> Source passage:
This dissertation presents three empirical studies on the distribution and role of social capital among immigrants in the United States. Using data from two national datasets – the New Immigrant Survey (NIS 2003, 2007) and the Social Capital Community Benchmark Survey (SCCBS 2000) – it examines the implications of social capital for immigrants’ social and economic integration. In doing so, it addresses several key limitations within migration research.
The first limitation it addresses is the focus of prior research on migrants’ co-ethnic (bonding) social capital and the limited research on immigrants’ “bridging” social capital and distributional inequities across immigrant groups. Second, while most research has focused on role of social capital in economic integration, relatively little is known about the short-run and long-term implications of immigrants’ social capital for their health and well-being. Third, prior research has generally focused on specific immigrant groups, particularly Hispanic and Asian immigrants, and it is unclear if prior findings are generalizable to immigrants overall or if they are simply capturing group and/or context-specific effects of social capital. This dissertation includes three studies that provide pieces of evidence that address these limitations and contribute to the migration literature.

> Direction 1: Turn the records below into a numbered list, leaving out blank lines, starting at the line containing "For the benchmark, provide one point per instance of the blue" and ending at the end of the records.

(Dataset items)

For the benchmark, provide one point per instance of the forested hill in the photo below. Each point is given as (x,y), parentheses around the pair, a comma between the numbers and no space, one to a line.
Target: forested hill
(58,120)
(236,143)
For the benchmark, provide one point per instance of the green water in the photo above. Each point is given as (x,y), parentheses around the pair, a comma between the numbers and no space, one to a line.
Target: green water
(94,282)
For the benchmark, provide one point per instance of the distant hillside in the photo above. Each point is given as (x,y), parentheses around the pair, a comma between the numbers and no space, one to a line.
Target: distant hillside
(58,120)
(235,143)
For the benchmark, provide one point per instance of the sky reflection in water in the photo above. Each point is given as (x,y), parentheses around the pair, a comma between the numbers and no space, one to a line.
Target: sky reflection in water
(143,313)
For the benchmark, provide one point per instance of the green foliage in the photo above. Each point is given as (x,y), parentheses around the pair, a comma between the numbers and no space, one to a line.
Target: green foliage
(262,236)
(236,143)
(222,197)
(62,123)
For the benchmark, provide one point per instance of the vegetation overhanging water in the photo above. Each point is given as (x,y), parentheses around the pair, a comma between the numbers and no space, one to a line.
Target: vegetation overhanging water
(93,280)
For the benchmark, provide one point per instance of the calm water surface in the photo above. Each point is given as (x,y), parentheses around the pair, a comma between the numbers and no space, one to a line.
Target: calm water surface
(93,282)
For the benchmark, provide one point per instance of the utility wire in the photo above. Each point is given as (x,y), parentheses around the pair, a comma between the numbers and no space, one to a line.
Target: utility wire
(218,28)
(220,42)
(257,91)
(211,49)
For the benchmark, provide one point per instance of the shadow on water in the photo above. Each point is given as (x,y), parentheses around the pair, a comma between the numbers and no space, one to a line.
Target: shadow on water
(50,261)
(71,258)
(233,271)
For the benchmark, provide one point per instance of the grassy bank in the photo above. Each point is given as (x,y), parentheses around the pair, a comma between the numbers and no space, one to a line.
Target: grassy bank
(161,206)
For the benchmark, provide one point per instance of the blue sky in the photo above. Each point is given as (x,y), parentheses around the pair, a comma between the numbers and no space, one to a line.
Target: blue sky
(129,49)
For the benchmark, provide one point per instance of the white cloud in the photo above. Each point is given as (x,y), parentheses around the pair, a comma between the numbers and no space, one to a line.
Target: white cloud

> Direction 2: According to the dissertation summary, which immigrant groups has prior research generally focused on?

> Worked solution 1:
1. For the benchmark, provide one point per instance of the blue sky in the photo above. Each point is given as (x,y), parentheses around the pair, a comma between the numbers and no space, one to a line.
2. Target: blue sky
3. (129,49)
4. For the benchmark, provide one point per instance of the white cloud in the photo above. Each point is given as (x,y), parentheses around the pair, a comma between the numbers and no space, one to a line.
5. Target: white cloud

> Worked solution 2: Hispanic and Asian immigrants.